Copy the know-it-all passage between "The worst are" and "on his desk.", inclusive, and switch "Latin" to "French".

SOURCE DOCUMENT
━━━━━━━━

The witty Uncyclopedia defines Know-it-allism as "the ability to instinctively know everything about everything at all times."

The know-it-alls in our lives have read and listened to the entire Western Canon yet still find the time to go to every new restaurant, club and museum exhibit. Some possess wonderful qualities that counterbalance the density of their annoying superiority. Ask them for advice on the theater and they'll give you insightful takes on all the current plays -- and then compare them unfavorably to Richard Wagner's middle stage operas. (Just don't expect them to ask what you've seen.) Others are arrant pedants we endure, or -- as famous know-it-all Keith Olberman might say without the irony of the phrase's originator, Winston Churchill -- "up with whom we put" for family, business or purely masochistic reasons.

The worst are the out-and-out frauds. A guy I knew from Latin class impressed me with his ability to translate Caesar -- perhaps history's most famous know-it-all, with the possible exception of God -- until I spotted a translation book on his desk.

Public know-it-alls are on display 24/7 in what media maven Ken Auletta calls the "endless argument"-- talk radio/cable news/blogosphere.

Take the oleaginous Dick Morris, who's wrong so often you're better off believing the opposite of what he says. (Recall his prescient volume "Condi vs. Hillary," published before the 2008 Presidential election campaign.) His idiocy is still given free rein by the Fox-means-never-having-to-say-you're-sorry network, as when he recently delivered this howler to Sean Hannity: "The reason 9/11 happened is that Bill Clinton treated the '93 bombing of the Trade Center as a crime, not as an act of war." Dick Cheney must be irked that he didn't come up with that gem.

━━━━━━━━

SUPPLIED RECORDS

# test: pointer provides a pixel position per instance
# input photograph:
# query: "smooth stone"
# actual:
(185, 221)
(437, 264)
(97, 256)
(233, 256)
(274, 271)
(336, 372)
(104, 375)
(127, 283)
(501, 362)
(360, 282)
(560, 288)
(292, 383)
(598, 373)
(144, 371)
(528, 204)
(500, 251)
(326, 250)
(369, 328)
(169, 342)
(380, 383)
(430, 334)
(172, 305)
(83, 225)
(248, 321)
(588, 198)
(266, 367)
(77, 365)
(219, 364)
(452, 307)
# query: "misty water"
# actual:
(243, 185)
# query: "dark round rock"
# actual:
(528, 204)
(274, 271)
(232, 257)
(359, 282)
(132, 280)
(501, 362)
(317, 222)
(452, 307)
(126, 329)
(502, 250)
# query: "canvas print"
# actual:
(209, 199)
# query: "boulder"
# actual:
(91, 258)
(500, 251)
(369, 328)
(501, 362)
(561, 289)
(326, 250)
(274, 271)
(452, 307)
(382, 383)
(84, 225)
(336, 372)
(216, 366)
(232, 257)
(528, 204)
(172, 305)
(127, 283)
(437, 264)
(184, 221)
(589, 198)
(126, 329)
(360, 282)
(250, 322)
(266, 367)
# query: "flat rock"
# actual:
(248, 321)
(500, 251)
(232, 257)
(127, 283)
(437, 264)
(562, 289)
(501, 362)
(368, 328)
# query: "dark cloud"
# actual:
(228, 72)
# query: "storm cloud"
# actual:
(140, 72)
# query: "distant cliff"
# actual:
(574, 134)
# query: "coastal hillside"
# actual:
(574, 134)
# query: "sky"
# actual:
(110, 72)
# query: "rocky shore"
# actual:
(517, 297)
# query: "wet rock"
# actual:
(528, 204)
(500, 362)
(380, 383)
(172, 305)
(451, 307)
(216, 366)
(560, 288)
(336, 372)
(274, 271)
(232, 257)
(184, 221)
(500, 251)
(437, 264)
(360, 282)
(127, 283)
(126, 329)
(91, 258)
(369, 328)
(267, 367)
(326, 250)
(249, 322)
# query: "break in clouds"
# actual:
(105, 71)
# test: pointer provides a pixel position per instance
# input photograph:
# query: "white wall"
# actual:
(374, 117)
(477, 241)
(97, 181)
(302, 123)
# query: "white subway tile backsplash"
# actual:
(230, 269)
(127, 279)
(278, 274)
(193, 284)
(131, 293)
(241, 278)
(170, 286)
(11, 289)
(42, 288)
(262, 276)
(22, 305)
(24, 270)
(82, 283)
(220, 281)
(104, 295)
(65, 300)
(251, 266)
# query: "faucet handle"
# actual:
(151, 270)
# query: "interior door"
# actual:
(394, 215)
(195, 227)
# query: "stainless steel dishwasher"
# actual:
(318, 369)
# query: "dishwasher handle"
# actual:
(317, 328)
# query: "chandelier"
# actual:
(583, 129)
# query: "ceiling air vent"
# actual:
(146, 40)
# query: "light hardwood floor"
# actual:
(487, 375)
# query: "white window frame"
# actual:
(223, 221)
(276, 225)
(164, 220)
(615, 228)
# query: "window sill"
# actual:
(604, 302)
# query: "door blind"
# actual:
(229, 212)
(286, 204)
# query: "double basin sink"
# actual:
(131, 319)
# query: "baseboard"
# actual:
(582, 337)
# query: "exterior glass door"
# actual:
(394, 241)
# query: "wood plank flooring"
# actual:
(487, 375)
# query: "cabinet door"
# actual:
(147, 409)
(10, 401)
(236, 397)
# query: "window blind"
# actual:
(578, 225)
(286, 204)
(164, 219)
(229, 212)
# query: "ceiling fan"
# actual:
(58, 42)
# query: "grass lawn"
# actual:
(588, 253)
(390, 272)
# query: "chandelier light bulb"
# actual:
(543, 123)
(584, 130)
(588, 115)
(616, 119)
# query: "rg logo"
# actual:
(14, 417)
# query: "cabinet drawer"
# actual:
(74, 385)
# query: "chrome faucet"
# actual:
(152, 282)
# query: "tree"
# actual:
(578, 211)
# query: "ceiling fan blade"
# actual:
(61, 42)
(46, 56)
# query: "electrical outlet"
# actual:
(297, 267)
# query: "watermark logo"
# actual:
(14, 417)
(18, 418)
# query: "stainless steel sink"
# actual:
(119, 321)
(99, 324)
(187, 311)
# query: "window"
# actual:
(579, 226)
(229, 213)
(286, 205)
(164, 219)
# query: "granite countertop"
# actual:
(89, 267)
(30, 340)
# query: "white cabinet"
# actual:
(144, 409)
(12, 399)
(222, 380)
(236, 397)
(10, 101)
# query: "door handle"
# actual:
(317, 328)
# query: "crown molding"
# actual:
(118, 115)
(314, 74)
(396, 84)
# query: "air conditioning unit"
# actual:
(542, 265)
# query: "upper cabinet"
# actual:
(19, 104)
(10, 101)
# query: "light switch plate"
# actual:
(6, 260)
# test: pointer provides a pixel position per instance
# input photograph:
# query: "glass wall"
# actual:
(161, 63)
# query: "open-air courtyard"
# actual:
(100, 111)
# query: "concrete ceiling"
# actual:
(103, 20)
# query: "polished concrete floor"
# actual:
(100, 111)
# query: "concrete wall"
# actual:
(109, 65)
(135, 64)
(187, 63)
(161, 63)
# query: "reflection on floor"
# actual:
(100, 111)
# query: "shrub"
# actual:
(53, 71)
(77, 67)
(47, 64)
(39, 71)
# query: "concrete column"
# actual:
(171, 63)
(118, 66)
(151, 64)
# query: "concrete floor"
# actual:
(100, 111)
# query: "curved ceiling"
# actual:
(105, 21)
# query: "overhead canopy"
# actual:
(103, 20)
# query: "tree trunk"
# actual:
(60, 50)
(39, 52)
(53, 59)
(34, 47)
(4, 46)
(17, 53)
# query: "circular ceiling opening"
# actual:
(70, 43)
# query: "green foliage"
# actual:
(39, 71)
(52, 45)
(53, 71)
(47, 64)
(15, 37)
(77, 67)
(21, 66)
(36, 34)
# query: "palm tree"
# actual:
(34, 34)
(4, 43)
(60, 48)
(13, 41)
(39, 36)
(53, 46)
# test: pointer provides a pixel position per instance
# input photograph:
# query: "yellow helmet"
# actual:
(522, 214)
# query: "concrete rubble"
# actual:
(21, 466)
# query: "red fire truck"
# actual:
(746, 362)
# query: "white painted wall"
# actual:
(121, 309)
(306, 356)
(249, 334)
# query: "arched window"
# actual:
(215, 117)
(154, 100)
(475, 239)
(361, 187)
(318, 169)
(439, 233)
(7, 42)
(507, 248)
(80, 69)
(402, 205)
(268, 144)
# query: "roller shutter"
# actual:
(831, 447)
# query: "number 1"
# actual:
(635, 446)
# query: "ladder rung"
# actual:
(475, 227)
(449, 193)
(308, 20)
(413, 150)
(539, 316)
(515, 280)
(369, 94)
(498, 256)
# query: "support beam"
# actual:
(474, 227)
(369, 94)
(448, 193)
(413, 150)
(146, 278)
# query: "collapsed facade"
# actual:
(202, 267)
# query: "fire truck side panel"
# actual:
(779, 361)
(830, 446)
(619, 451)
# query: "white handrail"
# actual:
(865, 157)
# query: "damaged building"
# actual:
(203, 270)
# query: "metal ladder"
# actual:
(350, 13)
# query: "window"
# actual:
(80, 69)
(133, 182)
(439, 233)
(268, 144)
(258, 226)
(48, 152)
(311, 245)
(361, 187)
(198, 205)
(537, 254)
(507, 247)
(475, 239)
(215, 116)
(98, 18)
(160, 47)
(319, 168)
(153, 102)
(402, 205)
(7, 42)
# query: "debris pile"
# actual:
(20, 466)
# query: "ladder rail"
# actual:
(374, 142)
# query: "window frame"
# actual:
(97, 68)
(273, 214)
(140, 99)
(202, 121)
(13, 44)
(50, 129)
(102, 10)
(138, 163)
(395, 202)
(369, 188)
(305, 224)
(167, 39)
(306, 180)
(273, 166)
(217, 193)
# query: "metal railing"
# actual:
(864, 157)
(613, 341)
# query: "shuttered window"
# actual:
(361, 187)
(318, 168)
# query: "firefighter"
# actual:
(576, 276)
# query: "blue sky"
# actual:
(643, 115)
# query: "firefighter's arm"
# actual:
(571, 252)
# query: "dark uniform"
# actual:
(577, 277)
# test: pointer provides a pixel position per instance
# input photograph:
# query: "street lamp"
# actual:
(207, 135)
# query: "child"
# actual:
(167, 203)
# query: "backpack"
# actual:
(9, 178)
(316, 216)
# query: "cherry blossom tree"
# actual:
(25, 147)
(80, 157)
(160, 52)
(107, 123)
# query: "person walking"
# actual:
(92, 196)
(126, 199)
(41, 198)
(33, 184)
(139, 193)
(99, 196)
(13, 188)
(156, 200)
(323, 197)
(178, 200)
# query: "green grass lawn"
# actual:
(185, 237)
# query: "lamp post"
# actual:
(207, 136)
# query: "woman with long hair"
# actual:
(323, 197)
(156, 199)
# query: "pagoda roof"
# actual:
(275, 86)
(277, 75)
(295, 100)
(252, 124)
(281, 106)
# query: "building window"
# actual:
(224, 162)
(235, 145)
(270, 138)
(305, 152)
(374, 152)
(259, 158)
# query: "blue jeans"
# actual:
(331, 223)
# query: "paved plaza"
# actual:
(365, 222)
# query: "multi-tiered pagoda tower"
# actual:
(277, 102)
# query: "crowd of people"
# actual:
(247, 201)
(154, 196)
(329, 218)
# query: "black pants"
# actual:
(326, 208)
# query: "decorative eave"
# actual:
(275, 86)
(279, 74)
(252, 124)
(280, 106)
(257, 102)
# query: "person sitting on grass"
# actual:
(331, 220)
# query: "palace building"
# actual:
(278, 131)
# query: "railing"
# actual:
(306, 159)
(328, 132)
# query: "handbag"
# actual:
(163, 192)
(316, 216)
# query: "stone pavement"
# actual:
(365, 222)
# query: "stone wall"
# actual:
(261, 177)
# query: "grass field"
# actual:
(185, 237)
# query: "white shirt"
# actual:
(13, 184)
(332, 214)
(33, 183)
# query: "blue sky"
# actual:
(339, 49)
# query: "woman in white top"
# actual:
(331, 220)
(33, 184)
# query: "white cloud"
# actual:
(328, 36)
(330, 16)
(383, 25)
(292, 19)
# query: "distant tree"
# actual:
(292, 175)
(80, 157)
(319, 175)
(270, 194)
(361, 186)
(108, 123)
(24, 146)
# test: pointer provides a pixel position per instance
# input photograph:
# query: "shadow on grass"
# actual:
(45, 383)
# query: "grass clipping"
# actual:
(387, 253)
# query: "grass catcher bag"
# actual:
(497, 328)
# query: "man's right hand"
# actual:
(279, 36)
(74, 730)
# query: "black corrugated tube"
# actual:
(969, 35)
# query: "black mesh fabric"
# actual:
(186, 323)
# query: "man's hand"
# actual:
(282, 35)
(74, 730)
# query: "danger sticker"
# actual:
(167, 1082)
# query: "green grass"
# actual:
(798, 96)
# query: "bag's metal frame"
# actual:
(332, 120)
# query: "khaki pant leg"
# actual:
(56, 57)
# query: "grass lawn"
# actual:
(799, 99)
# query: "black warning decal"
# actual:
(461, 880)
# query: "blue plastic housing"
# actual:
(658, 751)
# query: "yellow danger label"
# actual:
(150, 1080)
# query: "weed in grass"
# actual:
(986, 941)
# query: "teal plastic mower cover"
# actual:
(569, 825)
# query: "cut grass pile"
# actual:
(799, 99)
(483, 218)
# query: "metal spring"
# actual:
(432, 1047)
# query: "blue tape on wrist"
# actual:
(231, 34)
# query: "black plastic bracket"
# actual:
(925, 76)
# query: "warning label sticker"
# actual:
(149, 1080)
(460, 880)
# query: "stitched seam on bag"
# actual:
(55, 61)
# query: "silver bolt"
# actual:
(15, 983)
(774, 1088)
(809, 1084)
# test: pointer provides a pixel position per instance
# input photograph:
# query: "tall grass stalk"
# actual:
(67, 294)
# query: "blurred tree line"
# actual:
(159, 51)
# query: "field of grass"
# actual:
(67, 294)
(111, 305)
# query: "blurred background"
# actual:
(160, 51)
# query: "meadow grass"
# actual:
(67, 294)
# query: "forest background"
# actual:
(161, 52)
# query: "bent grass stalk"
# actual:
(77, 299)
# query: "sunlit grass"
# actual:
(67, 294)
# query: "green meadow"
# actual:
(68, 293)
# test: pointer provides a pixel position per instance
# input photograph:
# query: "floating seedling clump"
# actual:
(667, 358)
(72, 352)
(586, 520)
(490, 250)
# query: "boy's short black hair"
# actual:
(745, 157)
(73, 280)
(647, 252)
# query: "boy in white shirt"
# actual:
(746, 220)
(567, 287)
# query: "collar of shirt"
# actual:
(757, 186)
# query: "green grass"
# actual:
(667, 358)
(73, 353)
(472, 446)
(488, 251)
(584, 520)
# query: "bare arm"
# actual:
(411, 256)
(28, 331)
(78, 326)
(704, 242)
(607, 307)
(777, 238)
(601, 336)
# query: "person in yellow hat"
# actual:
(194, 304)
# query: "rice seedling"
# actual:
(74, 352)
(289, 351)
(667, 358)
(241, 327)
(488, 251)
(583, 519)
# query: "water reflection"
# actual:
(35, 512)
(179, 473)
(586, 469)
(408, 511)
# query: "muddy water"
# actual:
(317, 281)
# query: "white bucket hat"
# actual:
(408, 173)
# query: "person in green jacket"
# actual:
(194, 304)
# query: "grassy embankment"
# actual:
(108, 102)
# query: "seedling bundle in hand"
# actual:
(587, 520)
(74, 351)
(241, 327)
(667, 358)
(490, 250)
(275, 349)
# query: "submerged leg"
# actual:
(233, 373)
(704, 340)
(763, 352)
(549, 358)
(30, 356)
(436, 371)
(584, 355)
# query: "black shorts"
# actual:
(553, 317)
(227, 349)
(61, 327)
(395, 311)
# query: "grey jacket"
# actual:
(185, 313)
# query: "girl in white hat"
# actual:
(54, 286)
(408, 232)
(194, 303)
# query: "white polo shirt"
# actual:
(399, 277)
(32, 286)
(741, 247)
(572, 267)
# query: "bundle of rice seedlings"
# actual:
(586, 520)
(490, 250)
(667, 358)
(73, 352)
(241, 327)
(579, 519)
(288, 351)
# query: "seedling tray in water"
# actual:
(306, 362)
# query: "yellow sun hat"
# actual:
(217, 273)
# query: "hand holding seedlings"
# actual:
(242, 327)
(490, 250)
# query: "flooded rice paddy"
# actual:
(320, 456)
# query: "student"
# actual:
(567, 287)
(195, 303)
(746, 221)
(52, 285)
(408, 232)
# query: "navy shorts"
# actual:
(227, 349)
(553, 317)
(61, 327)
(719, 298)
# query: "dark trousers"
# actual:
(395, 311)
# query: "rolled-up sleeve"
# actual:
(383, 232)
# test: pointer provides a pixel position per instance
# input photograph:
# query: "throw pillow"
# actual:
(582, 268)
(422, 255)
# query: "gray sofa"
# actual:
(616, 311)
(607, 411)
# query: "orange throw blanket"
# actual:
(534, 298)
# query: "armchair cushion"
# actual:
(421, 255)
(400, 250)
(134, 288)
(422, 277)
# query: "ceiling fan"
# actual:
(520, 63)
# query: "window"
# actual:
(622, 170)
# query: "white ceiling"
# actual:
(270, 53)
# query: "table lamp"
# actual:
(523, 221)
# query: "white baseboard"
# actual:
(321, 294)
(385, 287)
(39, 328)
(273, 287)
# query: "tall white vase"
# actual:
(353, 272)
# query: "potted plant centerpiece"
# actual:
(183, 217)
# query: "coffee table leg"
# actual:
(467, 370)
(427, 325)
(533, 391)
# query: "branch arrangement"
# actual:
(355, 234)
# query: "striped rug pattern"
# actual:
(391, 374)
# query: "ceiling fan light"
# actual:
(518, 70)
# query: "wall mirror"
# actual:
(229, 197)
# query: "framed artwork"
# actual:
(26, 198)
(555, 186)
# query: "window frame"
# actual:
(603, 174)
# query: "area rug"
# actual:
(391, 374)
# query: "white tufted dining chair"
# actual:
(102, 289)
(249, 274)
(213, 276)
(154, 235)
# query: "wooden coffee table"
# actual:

━━━━━━━━

RESULT
The worst are the out-and-out frauds. A guy I knew from French class impressed me with his ability to translate Caesar -- perhaps history's most famous know-it-all, with the possible exception of God -- until I spotted a translation book on his desk.